Records drawn from a dataset
________________________________________
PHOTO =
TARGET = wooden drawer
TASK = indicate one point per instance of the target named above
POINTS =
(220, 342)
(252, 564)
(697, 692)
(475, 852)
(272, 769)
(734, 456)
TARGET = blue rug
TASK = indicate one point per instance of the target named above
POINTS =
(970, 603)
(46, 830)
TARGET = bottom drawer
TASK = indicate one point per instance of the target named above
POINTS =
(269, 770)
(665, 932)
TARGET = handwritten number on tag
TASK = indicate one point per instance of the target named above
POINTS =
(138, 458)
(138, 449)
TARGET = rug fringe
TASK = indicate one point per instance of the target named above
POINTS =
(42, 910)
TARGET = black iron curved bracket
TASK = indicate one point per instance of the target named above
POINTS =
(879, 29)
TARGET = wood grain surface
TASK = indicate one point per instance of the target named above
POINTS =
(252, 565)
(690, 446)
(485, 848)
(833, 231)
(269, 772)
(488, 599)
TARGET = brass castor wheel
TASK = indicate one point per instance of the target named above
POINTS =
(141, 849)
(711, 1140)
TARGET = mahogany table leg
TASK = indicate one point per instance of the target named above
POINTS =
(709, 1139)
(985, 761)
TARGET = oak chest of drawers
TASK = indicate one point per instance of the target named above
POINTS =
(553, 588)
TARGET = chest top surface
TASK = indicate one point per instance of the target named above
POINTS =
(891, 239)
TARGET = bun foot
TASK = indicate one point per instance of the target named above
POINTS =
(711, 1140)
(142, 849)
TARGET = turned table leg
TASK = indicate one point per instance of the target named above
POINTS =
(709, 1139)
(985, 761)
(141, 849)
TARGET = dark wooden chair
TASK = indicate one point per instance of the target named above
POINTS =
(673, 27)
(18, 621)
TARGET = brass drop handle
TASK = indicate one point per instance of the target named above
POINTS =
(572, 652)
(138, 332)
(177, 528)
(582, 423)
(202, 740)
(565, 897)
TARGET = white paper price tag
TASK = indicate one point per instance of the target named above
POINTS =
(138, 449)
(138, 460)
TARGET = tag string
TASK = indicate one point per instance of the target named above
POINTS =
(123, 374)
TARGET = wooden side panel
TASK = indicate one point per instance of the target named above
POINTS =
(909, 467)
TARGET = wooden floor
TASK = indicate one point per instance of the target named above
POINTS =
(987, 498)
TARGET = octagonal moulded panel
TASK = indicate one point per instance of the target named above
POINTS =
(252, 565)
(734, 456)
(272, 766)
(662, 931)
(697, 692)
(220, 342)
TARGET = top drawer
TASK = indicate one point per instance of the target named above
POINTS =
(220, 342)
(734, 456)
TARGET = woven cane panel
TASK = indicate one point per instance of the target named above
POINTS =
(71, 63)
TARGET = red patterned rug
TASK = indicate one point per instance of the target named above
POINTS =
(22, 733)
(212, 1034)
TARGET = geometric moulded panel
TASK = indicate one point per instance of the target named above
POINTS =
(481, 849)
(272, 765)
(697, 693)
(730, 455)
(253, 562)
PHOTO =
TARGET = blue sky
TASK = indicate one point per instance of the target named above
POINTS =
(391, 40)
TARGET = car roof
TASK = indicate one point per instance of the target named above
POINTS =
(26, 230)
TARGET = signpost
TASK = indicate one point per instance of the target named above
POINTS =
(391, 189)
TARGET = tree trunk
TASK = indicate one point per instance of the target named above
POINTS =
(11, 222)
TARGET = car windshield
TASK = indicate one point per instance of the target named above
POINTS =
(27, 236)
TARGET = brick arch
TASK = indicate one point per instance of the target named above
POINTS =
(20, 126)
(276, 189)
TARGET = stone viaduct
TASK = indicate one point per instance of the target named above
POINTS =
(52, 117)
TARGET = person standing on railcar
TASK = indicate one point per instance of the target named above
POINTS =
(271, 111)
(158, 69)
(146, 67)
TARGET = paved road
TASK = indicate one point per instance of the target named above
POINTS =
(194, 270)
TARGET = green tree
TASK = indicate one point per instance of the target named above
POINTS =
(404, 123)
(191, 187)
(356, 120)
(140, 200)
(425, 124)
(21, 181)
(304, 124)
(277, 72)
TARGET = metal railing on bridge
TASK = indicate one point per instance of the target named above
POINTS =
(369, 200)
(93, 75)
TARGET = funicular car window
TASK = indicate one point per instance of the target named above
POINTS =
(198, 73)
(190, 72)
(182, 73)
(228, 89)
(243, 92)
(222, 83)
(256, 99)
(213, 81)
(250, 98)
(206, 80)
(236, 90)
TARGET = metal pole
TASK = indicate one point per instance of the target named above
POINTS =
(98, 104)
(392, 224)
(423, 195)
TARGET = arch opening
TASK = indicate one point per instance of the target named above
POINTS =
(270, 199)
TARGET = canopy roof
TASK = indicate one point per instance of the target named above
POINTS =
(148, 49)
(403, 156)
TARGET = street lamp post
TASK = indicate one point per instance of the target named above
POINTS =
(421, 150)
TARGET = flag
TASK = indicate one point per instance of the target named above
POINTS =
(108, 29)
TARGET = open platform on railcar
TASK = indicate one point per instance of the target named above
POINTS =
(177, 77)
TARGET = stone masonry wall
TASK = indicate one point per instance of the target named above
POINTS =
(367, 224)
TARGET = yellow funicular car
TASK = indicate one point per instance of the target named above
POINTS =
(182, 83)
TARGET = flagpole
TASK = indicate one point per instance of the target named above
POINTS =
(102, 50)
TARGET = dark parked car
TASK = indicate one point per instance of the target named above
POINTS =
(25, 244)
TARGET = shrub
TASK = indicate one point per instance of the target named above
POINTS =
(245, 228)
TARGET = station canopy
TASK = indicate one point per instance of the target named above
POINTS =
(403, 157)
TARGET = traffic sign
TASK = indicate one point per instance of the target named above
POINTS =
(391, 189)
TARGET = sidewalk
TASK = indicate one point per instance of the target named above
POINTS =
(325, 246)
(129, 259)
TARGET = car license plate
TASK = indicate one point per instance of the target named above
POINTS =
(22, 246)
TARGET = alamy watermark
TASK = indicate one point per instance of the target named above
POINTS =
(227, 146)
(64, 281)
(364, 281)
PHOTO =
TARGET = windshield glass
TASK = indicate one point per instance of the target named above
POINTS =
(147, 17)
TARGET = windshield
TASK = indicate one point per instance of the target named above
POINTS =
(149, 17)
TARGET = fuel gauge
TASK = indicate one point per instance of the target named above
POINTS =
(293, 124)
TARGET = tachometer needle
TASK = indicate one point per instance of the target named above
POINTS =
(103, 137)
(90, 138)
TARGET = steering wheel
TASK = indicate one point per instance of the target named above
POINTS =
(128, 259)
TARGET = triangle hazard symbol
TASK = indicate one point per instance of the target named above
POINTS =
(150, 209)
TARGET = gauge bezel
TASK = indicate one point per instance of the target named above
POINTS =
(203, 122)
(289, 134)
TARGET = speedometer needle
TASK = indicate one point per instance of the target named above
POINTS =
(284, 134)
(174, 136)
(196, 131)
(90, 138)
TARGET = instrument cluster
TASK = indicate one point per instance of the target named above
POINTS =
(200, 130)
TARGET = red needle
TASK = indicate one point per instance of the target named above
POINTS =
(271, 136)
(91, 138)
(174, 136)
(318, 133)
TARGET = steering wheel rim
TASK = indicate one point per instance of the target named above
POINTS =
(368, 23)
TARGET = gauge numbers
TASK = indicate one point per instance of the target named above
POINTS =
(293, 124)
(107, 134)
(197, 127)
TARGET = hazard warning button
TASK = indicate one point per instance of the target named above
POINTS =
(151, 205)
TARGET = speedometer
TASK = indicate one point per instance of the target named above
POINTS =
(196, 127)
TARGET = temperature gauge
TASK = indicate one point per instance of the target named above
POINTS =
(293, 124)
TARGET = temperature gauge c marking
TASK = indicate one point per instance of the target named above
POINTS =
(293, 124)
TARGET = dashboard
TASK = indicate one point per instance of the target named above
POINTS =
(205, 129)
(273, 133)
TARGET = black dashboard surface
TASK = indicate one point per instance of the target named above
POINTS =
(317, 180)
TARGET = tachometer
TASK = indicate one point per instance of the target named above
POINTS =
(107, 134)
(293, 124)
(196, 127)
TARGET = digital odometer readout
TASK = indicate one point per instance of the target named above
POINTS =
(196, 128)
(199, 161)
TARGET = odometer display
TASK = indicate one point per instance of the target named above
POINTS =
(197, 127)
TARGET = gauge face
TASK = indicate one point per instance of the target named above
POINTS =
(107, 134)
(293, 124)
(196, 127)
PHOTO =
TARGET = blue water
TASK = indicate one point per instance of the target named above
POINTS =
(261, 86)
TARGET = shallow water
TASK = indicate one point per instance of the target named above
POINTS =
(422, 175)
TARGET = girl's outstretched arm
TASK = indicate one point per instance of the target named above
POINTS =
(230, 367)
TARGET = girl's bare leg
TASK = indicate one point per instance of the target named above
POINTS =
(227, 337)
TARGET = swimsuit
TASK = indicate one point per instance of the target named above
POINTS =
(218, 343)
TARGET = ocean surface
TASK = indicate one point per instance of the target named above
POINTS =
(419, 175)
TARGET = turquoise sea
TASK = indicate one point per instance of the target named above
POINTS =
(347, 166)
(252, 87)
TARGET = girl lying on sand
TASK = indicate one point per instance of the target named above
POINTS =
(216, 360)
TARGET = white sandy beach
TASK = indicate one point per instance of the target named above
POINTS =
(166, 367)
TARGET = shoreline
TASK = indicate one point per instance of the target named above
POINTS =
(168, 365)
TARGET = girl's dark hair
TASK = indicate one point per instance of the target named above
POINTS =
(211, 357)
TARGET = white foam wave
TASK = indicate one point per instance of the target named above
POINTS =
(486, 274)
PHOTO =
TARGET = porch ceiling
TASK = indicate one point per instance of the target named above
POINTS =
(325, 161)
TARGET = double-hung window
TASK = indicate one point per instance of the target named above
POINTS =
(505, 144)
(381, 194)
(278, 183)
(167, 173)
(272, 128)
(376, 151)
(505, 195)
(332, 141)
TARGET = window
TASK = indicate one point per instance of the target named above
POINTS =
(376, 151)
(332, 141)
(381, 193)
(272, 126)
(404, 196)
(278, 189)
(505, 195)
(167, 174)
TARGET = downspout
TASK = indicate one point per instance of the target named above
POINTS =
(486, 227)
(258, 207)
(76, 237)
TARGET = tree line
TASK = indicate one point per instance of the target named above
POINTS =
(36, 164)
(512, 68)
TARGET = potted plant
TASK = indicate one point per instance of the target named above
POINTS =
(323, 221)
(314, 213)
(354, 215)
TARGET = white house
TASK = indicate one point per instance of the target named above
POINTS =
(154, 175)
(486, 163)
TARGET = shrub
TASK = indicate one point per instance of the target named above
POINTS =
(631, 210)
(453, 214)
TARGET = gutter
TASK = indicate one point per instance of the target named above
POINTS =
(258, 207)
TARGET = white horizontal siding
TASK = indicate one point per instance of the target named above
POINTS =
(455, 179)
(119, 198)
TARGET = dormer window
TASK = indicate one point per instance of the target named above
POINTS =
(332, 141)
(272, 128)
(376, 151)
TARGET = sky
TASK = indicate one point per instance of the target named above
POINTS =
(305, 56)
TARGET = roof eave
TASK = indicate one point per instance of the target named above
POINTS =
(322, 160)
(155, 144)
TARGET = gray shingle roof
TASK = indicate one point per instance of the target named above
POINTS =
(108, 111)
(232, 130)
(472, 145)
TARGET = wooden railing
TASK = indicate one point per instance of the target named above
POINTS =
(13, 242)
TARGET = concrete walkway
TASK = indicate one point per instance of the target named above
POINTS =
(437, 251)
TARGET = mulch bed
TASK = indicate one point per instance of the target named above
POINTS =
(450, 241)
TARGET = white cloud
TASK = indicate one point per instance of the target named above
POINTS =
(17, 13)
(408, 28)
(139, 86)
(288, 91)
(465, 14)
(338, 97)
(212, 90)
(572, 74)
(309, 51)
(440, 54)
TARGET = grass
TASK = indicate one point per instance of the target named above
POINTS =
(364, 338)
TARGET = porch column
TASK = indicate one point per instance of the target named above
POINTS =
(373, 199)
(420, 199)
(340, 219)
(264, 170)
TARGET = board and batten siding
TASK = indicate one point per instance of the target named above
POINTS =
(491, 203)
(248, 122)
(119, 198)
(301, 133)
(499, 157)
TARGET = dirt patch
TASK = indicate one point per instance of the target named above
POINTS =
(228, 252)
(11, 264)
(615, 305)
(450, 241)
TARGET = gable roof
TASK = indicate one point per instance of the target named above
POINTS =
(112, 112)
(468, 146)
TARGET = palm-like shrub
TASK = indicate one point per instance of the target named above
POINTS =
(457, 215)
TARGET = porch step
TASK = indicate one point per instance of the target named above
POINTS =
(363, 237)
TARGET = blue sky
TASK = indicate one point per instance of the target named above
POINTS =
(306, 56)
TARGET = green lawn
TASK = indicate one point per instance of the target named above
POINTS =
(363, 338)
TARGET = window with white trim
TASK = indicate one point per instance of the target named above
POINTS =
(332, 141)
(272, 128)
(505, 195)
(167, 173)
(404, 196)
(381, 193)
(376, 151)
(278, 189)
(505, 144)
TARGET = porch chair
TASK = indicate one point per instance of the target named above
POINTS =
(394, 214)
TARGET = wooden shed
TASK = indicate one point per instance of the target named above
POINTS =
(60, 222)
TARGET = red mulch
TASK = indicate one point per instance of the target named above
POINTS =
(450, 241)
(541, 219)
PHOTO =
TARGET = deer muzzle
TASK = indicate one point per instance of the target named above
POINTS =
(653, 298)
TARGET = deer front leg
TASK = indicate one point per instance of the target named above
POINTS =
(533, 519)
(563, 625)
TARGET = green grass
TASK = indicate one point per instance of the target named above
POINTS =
________________________________________
◆ **Requirement**
Where a line above contains the word "blue", copy that line.

◆ **Solution for this exercise**
TARGET = blue rug
TARGET = blue sky
TARGET = blue water
TARGET = blue sky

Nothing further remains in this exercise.